TASK DETAILS. Reproduce the records word for word from the line with "segment: football player" through the end of the records, including both ends. Omit the pictures from your copy.

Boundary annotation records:

§ §

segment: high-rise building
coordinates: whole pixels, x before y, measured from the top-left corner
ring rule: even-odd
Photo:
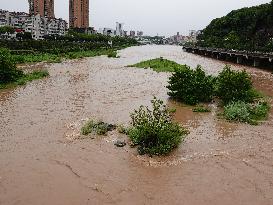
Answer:
[[[28,0],[29,14],[54,18],[54,0]]]
[[[69,26],[89,27],[89,0],[69,0]]]

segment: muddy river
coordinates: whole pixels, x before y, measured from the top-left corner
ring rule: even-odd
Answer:
[[[131,47],[105,56],[38,64],[50,77],[0,91],[1,205],[272,205],[273,113],[259,126],[234,124],[213,112],[193,113],[168,100],[168,74],[126,65],[155,57],[200,64],[217,74],[225,62],[177,46]],[[273,96],[273,75],[247,69]],[[129,113],[157,96],[175,107],[190,130],[168,157],[139,156],[105,137],[82,138],[87,118],[128,123]]]

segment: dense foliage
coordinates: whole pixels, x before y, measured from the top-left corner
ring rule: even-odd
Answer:
[[[214,19],[198,36],[198,45],[250,51],[273,51],[273,1],[234,10]]]
[[[89,120],[81,128],[81,134],[105,135],[108,131],[112,131],[115,128],[116,126],[112,124],[108,124],[102,121]]]
[[[250,75],[244,71],[234,71],[226,66],[217,77],[217,96],[225,103],[231,101],[252,102],[255,92]]]
[[[141,106],[131,114],[128,135],[140,154],[164,155],[176,148],[187,132],[172,122],[171,112],[161,100],[154,98],[152,110]]]
[[[183,66],[174,61],[170,61],[161,57],[152,60],[142,61],[134,65],[130,65],[129,67],[151,68],[156,72],[173,72],[175,68],[181,68]]]
[[[109,48],[109,41],[112,41],[114,48],[137,44],[136,40],[131,38],[110,37],[101,34],[87,35],[72,33],[66,36],[47,37],[45,40],[0,40],[0,47],[8,48],[16,52],[60,54]],[[21,54],[21,52],[19,54]]]
[[[206,75],[201,66],[195,70],[187,65],[176,68],[169,78],[168,94],[186,104],[209,102],[214,95],[214,78]]]
[[[0,48],[0,84],[16,81],[21,76],[23,72],[16,69],[10,52]]]

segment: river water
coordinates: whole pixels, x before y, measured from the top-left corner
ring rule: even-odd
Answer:
[[[200,64],[217,74],[225,62],[177,46],[131,47],[105,56],[39,64],[50,77],[0,91],[0,204],[273,204],[273,118],[259,126],[234,124],[212,112],[193,113],[168,100],[167,73],[126,65],[155,57]],[[255,86],[273,96],[269,71],[246,69]],[[139,156],[114,146],[125,136],[83,138],[87,118],[128,123],[153,96],[177,112],[190,130],[168,157]]]

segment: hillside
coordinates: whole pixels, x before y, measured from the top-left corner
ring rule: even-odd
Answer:
[[[214,19],[198,36],[198,46],[273,51],[273,1],[234,10]]]

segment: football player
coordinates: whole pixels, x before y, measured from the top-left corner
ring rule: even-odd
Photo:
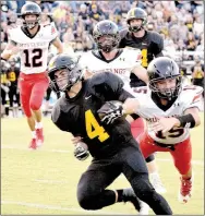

§ §

ANSWER TO THIS TASK.
segment: football player
coordinates: whole pixels, x before y, measured from the top-left corner
ring rule: even-odd
Photo:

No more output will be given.